WHAT THE TASK ASKS: Copy each of the entries below word for word.

:: SUPPLIED RECORDS ::

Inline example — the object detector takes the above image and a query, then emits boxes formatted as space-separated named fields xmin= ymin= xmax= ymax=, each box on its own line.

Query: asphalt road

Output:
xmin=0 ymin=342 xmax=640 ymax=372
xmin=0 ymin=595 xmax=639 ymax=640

:::

RESULT BELOW:
Inline example — the object detector takes the above image and a query, then emits boxes formatted as space-separated named fields xmin= ymin= xmax= ymax=, each box on its own line.

Query: asphalt road

Output:
xmin=0 ymin=342 xmax=640 ymax=372
xmin=0 ymin=595 xmax=639 ymax=640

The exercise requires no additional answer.